━━━━━ DATA ━━━━━
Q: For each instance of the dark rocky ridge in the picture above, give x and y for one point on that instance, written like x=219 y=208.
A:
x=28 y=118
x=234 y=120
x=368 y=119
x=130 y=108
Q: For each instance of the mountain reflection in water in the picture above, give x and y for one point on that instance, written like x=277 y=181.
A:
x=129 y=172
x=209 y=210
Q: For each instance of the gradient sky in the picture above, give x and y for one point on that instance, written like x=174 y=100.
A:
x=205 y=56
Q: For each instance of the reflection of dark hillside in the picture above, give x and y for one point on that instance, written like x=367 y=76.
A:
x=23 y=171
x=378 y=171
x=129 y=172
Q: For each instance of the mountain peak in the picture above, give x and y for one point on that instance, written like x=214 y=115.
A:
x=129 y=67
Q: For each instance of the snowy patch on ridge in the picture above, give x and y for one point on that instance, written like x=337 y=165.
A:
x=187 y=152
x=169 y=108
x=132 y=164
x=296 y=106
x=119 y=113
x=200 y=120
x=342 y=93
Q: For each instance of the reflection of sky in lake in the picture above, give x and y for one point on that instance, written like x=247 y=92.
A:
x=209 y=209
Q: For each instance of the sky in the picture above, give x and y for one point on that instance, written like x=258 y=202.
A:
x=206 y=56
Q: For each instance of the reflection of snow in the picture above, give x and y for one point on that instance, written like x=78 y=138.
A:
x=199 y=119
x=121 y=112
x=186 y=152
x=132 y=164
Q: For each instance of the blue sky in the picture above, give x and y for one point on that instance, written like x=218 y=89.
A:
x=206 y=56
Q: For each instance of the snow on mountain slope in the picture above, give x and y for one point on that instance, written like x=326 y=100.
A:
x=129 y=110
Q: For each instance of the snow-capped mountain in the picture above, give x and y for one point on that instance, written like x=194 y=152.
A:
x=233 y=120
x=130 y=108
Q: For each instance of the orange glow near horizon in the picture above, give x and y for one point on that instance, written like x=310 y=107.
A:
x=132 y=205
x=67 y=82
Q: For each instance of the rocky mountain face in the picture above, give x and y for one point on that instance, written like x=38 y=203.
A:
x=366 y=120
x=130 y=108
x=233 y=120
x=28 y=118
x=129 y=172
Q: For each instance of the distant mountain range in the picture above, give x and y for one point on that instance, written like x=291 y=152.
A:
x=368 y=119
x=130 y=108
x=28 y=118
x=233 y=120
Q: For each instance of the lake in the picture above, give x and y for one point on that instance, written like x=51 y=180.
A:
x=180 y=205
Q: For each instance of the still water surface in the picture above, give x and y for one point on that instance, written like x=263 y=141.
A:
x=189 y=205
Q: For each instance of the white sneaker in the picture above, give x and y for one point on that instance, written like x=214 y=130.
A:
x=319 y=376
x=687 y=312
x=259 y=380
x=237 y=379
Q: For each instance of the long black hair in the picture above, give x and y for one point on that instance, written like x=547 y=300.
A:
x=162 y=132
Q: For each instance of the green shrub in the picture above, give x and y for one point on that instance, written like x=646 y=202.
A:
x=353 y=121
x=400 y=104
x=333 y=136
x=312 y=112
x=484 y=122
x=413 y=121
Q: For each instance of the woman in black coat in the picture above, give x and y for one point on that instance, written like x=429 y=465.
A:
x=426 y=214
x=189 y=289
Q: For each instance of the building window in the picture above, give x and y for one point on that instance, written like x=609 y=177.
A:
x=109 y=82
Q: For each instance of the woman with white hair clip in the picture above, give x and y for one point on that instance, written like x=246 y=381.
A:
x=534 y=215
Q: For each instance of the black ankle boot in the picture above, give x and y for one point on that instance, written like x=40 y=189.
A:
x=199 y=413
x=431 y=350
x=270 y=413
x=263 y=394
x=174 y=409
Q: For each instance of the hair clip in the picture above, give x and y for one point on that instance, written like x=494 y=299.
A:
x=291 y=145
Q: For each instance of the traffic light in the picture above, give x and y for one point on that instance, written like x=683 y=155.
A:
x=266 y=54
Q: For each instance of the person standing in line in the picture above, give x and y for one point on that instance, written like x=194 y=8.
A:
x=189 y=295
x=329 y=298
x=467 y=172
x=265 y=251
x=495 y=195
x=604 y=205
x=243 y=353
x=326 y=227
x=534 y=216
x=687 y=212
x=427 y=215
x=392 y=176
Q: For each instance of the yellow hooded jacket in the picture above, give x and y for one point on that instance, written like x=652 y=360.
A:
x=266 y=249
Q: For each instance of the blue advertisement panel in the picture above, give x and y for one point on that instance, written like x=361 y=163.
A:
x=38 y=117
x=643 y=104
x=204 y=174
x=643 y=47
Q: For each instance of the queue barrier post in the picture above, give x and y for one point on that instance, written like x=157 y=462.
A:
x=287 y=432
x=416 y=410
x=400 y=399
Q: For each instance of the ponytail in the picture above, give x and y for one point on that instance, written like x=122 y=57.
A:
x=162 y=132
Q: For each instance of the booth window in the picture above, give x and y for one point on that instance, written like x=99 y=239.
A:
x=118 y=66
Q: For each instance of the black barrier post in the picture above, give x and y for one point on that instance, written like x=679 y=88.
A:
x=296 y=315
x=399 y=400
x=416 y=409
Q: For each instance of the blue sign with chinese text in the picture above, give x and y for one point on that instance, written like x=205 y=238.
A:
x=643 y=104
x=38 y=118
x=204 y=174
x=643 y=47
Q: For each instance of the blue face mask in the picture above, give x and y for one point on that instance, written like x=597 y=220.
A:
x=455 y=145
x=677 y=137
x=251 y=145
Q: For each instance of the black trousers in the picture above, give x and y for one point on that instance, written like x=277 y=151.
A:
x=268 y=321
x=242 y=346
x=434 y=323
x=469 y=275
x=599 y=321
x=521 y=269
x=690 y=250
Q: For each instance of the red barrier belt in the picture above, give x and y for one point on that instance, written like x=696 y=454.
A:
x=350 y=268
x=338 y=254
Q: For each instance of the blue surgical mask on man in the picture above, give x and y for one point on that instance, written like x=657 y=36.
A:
━━━━━
ABOUT THIS TASK ::
Where a line in the entries holds "water", copy that line.

RESULT OF THE TASK ::
Q: For each instance of the mountain reflection in water in the picture above, give x and y for one point on that instance, written like x=277 y=181.
Q: For each instance of the still water surface in the picture above, give x and y for one point on that instance, written like x=263 y=141.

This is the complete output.